PROBLEM DESCRIPTION — Return all the records below word for word, leaving out the pictures.

RECORDS FOR PROCESSING —
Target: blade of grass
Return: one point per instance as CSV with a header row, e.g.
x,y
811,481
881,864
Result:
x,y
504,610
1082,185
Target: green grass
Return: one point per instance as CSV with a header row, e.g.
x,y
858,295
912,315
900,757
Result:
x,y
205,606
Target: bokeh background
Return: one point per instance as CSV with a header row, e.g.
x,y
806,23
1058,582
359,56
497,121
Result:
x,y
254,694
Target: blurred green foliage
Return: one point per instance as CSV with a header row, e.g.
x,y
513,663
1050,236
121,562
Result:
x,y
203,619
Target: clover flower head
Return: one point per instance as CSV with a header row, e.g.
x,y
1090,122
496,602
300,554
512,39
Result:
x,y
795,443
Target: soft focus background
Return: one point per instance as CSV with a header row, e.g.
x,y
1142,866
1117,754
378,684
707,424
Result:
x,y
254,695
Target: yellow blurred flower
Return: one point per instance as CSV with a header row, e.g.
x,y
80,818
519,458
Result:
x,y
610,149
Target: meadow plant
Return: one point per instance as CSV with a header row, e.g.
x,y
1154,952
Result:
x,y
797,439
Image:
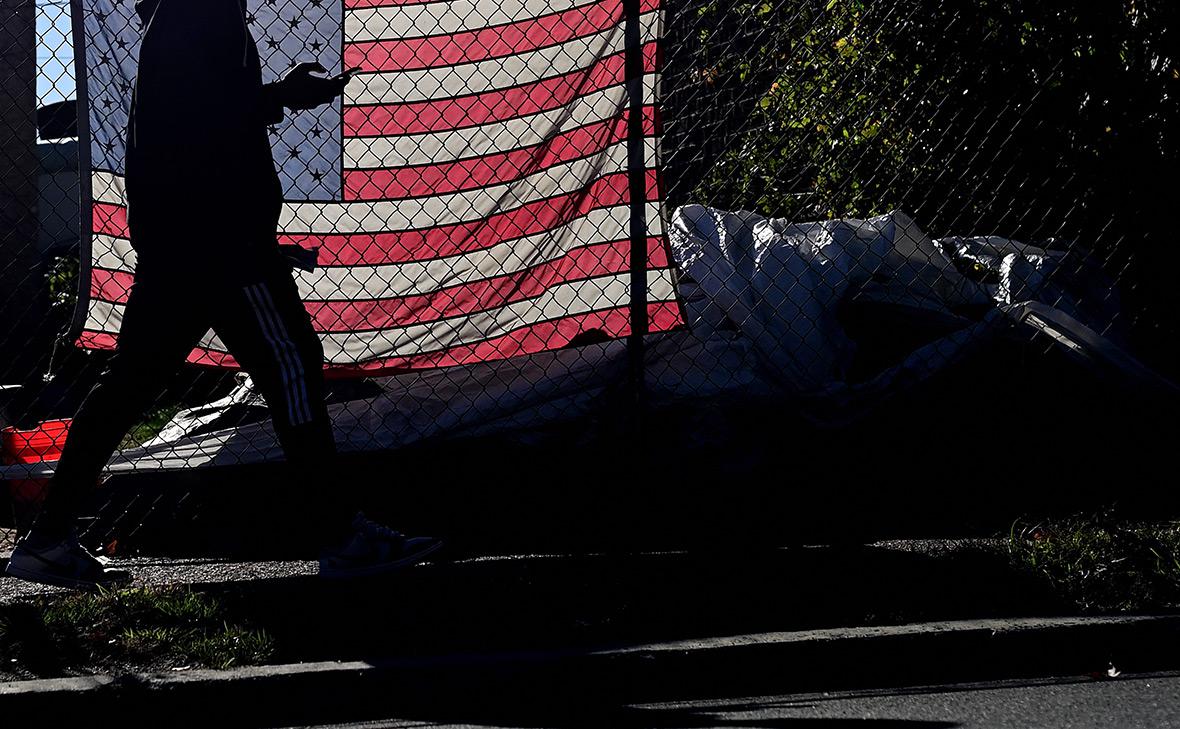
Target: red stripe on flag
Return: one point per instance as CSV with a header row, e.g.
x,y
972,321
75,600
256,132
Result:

TASK OUTPUT —
Target: blade of grass
Return: one point per instance as CSV with a header row, e.g.
x,y
811,481
881,864
Result:
x,y
504,610
1082,185
Target: green grass
Return: one point per instance as CSV with a header row, e.g.
x,y
858,295
912,315
900,757
Result:
x,y
205,606
Target: bokeh background
Return: one point per instance as CSV with a header row, e.g.
x,y
806,23
1058,582
359,56
497,121
Result:
x,y
254,694
Target: blurred green foliage
Return: one point per instance as CSV with a header row, e.g.
x,y
513,663
1050,236
121,562
Result:
x,y
203,619
Target: clover flower head
Return: one point per instance as CSV with a header row, e.g.
x,y
1090,122
496,602
300,554
512,39
Result:
x,y
795,443
Target: soft focus background
Return: one point per instance as CSV with a header row, e.g.
x,y
1142,866
1117,754
378,684
707,424
Result:
x,y
254,695
Target: yellow blurred flower
Return: one point per instance as CSV with a header row, e.g.
x,y
80,818
519,458
Result:
x,y
610,149
Target: meadow plant
Return: one point per instance as CSV with a header row, e.g.
x,y
1154,952
Result:
x,y
797,439
Image:
Target: red stripe on flag
Return: one point per instance as CSV with a header row, e.g.
x,y
972,321
75,600
256,132
Result:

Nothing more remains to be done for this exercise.